# Task objective
Reformat the records below as a numbered list, one entry per line, leaving out any blank lines.
** start of Material shown **
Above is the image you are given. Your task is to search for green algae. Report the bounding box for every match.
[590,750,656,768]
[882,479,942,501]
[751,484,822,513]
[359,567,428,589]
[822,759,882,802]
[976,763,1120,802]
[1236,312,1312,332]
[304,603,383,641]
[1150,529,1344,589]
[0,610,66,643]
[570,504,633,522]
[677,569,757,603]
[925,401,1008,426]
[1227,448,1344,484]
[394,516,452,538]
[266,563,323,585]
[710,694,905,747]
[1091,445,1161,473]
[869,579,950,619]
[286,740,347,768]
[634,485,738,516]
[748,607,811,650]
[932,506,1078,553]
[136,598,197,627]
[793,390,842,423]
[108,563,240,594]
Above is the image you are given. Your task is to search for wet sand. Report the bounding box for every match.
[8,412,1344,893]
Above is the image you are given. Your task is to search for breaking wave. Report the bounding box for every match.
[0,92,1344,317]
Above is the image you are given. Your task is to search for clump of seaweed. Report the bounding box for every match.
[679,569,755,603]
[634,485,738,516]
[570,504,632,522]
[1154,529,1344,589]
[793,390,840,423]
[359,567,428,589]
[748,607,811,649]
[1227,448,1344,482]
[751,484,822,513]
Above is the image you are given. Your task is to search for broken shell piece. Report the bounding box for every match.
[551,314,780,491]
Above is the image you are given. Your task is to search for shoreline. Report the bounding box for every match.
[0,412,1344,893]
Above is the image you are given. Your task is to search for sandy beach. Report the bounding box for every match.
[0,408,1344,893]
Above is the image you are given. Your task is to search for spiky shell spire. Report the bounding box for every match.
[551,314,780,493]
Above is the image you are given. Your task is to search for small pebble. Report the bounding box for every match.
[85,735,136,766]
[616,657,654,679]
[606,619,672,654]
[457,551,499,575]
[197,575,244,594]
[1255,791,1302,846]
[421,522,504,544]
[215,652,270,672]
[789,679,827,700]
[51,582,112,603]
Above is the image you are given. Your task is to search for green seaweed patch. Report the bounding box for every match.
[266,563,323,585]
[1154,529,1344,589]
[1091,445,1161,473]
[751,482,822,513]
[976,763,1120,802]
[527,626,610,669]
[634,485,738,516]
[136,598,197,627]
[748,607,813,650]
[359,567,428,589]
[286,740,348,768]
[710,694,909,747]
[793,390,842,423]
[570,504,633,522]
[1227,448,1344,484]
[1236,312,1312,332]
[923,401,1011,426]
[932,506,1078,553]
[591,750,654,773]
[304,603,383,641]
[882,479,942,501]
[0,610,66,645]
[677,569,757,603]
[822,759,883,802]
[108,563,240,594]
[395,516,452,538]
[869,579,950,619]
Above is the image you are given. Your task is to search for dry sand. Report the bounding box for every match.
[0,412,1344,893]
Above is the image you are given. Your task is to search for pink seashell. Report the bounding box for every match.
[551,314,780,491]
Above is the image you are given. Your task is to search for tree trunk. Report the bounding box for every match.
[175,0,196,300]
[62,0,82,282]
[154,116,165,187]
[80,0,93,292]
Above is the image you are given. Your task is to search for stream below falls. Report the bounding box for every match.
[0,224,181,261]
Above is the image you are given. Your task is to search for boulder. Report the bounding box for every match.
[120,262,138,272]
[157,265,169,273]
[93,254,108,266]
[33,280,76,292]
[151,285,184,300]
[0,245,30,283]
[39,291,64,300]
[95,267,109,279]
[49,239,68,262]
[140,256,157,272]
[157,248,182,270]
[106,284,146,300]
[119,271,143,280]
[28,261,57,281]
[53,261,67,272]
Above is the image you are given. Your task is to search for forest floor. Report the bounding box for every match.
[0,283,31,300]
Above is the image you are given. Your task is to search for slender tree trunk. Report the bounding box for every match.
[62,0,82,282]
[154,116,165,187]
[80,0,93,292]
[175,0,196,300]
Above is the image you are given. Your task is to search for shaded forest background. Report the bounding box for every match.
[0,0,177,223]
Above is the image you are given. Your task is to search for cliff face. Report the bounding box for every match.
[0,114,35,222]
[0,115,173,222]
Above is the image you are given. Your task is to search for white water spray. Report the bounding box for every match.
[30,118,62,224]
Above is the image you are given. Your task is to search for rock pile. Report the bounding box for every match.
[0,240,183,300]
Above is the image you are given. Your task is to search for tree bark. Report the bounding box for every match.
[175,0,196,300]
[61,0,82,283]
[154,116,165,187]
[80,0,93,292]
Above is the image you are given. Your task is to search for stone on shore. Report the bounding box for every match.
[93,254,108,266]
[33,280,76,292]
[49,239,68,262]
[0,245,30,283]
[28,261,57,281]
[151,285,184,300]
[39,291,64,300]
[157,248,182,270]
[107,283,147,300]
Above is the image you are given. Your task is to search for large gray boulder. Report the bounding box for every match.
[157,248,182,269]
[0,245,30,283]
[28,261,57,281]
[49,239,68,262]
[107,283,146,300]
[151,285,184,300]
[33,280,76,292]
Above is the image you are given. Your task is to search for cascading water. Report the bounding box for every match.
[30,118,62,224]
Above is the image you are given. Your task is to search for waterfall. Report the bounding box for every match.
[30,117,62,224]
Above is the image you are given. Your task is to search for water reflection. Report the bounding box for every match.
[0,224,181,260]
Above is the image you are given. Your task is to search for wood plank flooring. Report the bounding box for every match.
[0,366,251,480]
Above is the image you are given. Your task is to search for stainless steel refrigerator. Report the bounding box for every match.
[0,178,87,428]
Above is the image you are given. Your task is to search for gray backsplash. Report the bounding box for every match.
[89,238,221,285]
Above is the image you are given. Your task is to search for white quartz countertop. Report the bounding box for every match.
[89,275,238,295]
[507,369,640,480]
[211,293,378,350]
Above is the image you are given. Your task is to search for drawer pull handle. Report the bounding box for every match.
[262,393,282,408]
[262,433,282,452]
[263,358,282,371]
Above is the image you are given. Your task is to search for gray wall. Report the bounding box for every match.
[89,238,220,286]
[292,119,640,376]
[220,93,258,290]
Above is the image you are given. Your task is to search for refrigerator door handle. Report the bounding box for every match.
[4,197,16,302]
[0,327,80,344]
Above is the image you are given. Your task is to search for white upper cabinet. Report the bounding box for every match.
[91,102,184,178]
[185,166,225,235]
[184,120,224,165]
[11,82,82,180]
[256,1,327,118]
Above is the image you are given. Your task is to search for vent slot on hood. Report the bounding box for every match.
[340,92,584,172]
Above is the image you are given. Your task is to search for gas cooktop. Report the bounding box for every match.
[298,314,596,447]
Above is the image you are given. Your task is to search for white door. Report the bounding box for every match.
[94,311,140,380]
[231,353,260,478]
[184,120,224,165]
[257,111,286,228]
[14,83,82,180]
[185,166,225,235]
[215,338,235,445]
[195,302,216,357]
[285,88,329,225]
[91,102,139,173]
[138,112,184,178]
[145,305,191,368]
** end of Material shown **
# Finished task
1. Above is the image you are given. Your task is to search for green algae. Report the bounding box for every match.
2. [590,750,656,768]
3. [882,479,942,501]
4. [751,484,822,513]
5. [359,567,428,589]
6. [822,759,882,802]
7. [976,763,1120,802]
8. [1236,312,1312,332]
9. [304,603,383,641]
10. [1150,529,1344,589]
11. [0,610,66,643]
12. [570,504,633,522]
13. [677,569,757,603]
14. [925,401,1008,426]
15. [1227,448,1344,484]
16. [394,516,452,538]
17. [266,563,323,585]
18. [710,694,905,747]
19. [1091,445,1161,473]
20. [869,579,950,619]
21. [286,740,347,768]
22. [634,485,738,516]
23. [748,607,811,650]
24. [932,506,1078,553]
25. [136,598,197,627]
26. [793,390,842,423]
27. [108,563,240,594]
28. Above is the image you are given. Your task is to search for wet sand. Report the bounding box for every match.
29. [8,412,1344,893]
30. Above is the image you are given. Your task is to search for breaking wave. Report the bounding box for every match.
31. [0,92,1344,317]
32. Above is the image you are given. Your task is to search for clump of seaweed. Report the bounding box for every match.
33. [679,569,755,603]
34. [634,485,738,516]
35. [570,504,632,522]
36. [1154,529,1344,589]
37. [793,390,840,423]
38. [359,567,428,589]
39. [748,607,811,649]
40. [1227,448,1344,482]
41. [751,484,822,513]
42. Above is the image you are given. Your task is to search for broken shell piece. Report the bounding box for every match.
43. [551,314,780,491]
44. Above is the image you are given. Your task is to search for shoreline. Report the bounding box for every match.
45. [0,412,1344,893]
46. Above is the image you are given. Your task is to search for sandy beach. Report the bounding box for every match.
47. [0,408,1344,893]
48. Above is the image you are given. Your task is to search for spiky shell spire. Report the bounding box for every match.
49. [551,314,780,493]
50. Above is the image you are given. Your task is to search for small pebble. Report the bounding box for every match.
51. [85,735,136,766]
52. [616,657,654,679]
53. [606,619,672,654]
54. [457,551,499,575]
55. [197,575,244,594]
56. [1255,791,1302,846]
57. [421,522,504,544]
58. [215,652,270,672]
59. [789,679,827,700]
60. [51,582,112,603]
61. Above is the image you are given. Your task is to search for green seaweed patch. Report the bounding box for every match.
62. [266,563,323,585]
63. [1154,529,1344,589]
64. [1091,445,1161,473]
65. [751,482,822,513]
66. [976,763,1120,802]
67. [527,626,610,669]
68. [634,485,738,516]
69. [136,598,197,627]
70. [748,607,813,650]
71. [359,567,428,589]
72. [286,740,348,768]
73. [710,694,909,747]
74. [793,390,842,423]
75. [570,504,633,522]
76. [1227,448,1344,484]
77. [1236,312,1312,332]
78. [923,401,1011,426]
79. [932,506,1078,553]
80. [591,750,654,773]
81. [304,603,383,641]
82. [882,479,942,501]
83. [0,610,66,645]
84. [677,569,757,603]
85. [822,759,883,802]
86. [108,563,240,594]
87. [395,516,452,538]
88. [869,579,950,619]
89. Above is the image you are given. Your task is to search for dry sand. Report the bounding box for every match.
90. [0,412,1344,893]
91. Above is the image you are given. Your task is to search for pink seashell. Report the bounding box for every match.
92. [551,314,780,491]
93. Above is the image you are given. Your task is to search for tree trunk. Report the bounding box for every match.
94. [175,0,196,300]
95. [62,0,82,282]
96. [154,116,165,187]
97. [80,0,93,292]
98. Above is the image you are given. Your task is to search for stream below falls. Report the bounding box for every match.
99. [0,224,181,261]
100. Above is the image you are given. Your task is to search for boulder. Report the bounding box for every match.
101. [120,262,138,272]
102. [157,265,169,273]
103. [93,254,108,266]
104. [33,280,76,292]
105. [151,285,184,300]
106. [0,245,30,283]
107. [39,291,64,300]
108. [95,267,109,279]
109. [49,239,68,262]
110. [140,256,157,272]
111. [157,248,182,270]
112. [106,284,146,300]
113. [119,271,143,280]
114. [28,261,57,281]
115. [53,261,67,272]
116. Above is the image you are given. Your task is to search for forest floor. Report the bounding box for every match.
117. [0,283,31,300]
118. Above is the image you are given. Your task is to search for slender tree trunk. Report the bounding box for every match.
119. [62,0,82,282]
120. [154,116,165,187]
121. [80,0,93,292]
122. [175,0,196,300]
123. Above is the image you are given. Your task is to search for shaded forest background. Report the bounding box for every match.
124. [0,0,177,223]
125. Above is the image you are given. Your task is to search for cliff face. Report the bounding box for every match.
126. [0,114,35,222]
127. [0,115,173,222]
128. Above is the image you are given. Your task is to search for white water spray. Report the bounding box for every match.
129. [30,118,62,224]
130. Above is the image you are given. Your task is to search for rock pile. Report the bounding box for every match.
131. [0,240,183,300]
132. Above is the image you are given. Your task is to search for tree bark. Report the bounding box for every match.
133. [175,0,196,300]
134. [61,0,82,283]
135. [154,116,165,187]
136. [80,0,93,292]
137. Above is the image you are given. Your task is to search for stone on shore. Report the bounding box for every match.
138. [93,254,108,266]
139. [33,280,76,292]
140. [49,239,68,262]
141. [0,245,30,283]
142. [28,261,57,281]
143. [151,285,184,300]
144. [39,291,64,300]
145. [157,248,182,270]
146. [107,283,147,300]
147. Above is the image you are given. Your task is to search for large gray boulder. Report the bounding box for every match.
148. [157,248,182,269]
149. [0,245,30,283]
150. [28,261,57,281]
151. [49,239,68,262]
152. [107,283,146,300]
153. [151,285,184,300]
154. [33,280,76,292]
155. Above is the image you are given. Your task is to search for cascading water. Report the bounding box for every match.
156. [30,118,62,224]
157. Above is the image you are given. Your task is to search for waterfall. Report the bounding box for every match.
158. [30,117,62,224]
159. Above is the image you are given. Your task is to search for water reflection. Report the bounding box for every match.
160. [0,224,181,260]
161. Above is the image you are given. Your task is to search for wood plank flooring. Report the bounding box for every match.
162. [0,366,251,480]
163. Above is the image you are given. Your task is to search for stainless steel refrigerator. Report the bounding box for every match.
164. [0,178,87,428]
165. Above is the image you are given. Your task is to search for gray backsplash. Report the bounding box for every match.
166. [89,238,221,285]
167. Above is the image you are given. Your task is to search for white quartz countertop. Report the bounding box for every match.
168. [89,275,238,295]
169. [507,369,640,480]
170. [211,293,378,350]
171. Above is the image you are given. Your task is to search for drawer pull handle. Report the bounding box for every match.
172. [262,393,282,408]
173. [262,433,282,452]
174. [263,358,282,371]
175. Above is the image you are given. Your task is to search for gray wall. Report the bounding box for every match.
176. [89,238,220,286]
177. [292,119,640,376]
178. [220,93,258,290]
179. Above is the image you are given. Your task is to search for refrigerator door handle. Report the bounding box for every match.
180. [4,197,16,302]
181. [0,327,80,344]
182. Above is the image you are given. Your task is to search for white upper cabinet. Report the bounding box for every match.
183. [91,102,184,178]
184. [185,166,225,235]
185. [184,120,224,165]
186. [11,82,82,180]
187. [256,1,327,118]
188. Above is the image you are given. Your task is to search for vent slot on hood. Report the bounding box for every match.
189. [340,92,584,172]
190. Above is the image you are given. Your task is to search for gas cooktop. Report the bounding box for every match.
191. [298,314,596,447]
192. Above is the image you are given. Your task is to search for white door. Report the bounding box for every match.
193. [94,311,140,380]
194. [231,353,260,478]
195. [184,120,224,165]
196. [257,111,286,228]
197. [14,83,82,180]
198. [185,166,225,235]
199. [215,338,235,445]
200. [195,302,216,357]
201. [285,88,329,225]
202. [91,102,139,173]
203. [138,112,184,178]
204. [145,305,191,368]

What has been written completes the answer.